■ **Tarefas do exercício**:
[1] Segundo o texto sobre o conto Kaydara, por que razão o cativo ou o servo conseguem muitas vezes tornar-se herdeiros espirituais do seu senhor? Responda em uma a três frases.
[2] Enumere todas as maneiras de contar a história que o texto sobre o conto Kaydara atribui ao mestre no parágrafo iniciado por "É habitual o mestre contar a história em serões".
[3] Prossiga o texto sobre o conto Kaydara a partir do ponto em que termina.

■ **Texto apresentado**:
É habitual o mestre contar a história em serões, perante um público de jovens e idosos. Na maior parte das vezes, conta apenas fragmentos; chega ao círculo dos aldeões, senta-se, conta a história, pára e só retoma o seu relato três meses mais tarde. Porém, por vezes, conta-a de uma só vez durante “as longas noites da estação fria”, enquanto um guitarrista o acompanha. Ou pode começar subitamente a desenvolver um dos símbolos, por ocasião de um acontecimento que tenha analogias com esse mesmo símbolo.
Diz, pois, o mestre expressamente no início da sua história: “Sou fútil, útil e instruidor”.
No entanto, ele não contará Kaydara da mesma forma para crianças ou para eruditos. Há um resumo do conto para os ouvintes não informados, e um conto esotérico a que só faz alusão perante aqueles que o conhecem ou são capazes de o compreender. Qualquer pessoa pode ter acesso ao conto. Depende apenas do seu grau de maturidade intelectual. É assim que o cativo ou o servo conseguem muitas vezes tornar-se os herdeiros espirituais do seu senhor, porque a vida lhes deu a oportunidade de o ouvir mais vezes do que qualquer outra pessoa.

■ **Excertos da listagem**:
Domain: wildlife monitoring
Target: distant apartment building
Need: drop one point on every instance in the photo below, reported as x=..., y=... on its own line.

...

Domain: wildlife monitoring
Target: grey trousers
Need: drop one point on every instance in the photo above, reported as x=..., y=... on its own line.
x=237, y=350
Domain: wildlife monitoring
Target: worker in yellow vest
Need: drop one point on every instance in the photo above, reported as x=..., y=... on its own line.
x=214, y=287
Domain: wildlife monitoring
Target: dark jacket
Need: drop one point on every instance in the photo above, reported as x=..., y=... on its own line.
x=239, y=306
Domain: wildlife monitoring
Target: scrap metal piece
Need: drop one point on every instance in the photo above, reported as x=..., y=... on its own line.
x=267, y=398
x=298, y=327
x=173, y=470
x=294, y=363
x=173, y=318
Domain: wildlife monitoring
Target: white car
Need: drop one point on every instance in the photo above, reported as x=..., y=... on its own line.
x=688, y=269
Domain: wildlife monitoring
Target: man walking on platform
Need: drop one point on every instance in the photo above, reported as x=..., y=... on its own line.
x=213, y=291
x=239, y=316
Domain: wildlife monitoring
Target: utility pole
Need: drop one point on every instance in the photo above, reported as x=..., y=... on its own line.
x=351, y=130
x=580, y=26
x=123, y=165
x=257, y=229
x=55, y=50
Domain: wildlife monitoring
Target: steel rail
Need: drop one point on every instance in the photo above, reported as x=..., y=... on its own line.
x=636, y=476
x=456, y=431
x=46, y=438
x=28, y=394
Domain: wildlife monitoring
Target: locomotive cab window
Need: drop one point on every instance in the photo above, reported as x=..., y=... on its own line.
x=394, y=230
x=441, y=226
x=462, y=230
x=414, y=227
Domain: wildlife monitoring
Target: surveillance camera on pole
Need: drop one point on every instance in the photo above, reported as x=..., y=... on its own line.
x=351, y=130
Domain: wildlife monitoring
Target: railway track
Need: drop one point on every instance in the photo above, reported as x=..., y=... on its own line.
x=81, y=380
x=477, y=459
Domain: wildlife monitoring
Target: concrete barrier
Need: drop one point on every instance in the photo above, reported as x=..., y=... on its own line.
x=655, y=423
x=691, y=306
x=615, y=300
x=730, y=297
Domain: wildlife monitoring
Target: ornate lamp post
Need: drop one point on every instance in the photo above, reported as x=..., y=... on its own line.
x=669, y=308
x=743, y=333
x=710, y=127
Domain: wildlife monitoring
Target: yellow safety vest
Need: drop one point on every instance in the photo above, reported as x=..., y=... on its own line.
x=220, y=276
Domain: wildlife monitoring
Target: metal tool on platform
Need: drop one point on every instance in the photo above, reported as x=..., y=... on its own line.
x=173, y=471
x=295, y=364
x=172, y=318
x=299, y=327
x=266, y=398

■ **Respostas por tarefa**:
[1] O cativo ou o servo tornam-se muitas vezes herdeiros espirituais do seu senhor porque a vida lhes deu a oportunidade de o ouvir mais vezes do que qualquer outra pessoa.

[2]
- Conta apenas fragmentos: chega ao círculo dos aldeões, senta-se, conta a história, pára e só retoma o relato três meses mais tarde.
- Conta-a de uma só vez durante "as longas noites da estação fria", acompanhado por um guitarrista.
- Começa subitamente a desenvolver um dos símbolos, por ocasião de um acontecimento que tenha analogias com esse símbolo.

[3]
Um mestre sem herdeiro pode também deixar os seus conhecimentos à sua filha, que, por sua vez, iniciará a sociedade. E este é apenas um dos indícios do estatuto da mulher Fula, tão privilegiada entre as de outras etnias africanas!
No entanto, as mulheres interessam-se pouco pelas ciências místicas, preferindo geralmente dedicar-se aos segredos da cozinha (que, aliás, é sagrada, com todo um ritual), e há poucas mulheres “iniciadas” na sociedade Fula. (Mas este “desinteresse” é, sem dúvida, o resultado de um condicionamento, e não devemos julgar prematuramente a falta de capacidade de uma mulher para penetrar na filosofia do seu grupo).
Assim, em princípio, qualquer indivíduo do grupo pode tornar-se um “iniciado”, consoante o tempo que consagra à escuta do mestre e o grau de compreensão que a sua inteligência poderá alcançar. Com base nestes dois critérios, dá-se uma selecção natural que faz com que, em cada dez adeptos, apenas um ou dois consigam evoluir com desenvoltura nos arcanos desse magistral ensinamento.
Mas não nos deixemos iludir! O facto de ser oral, “igualitário” e anedótico, não significa que seja fácil de ensinar.»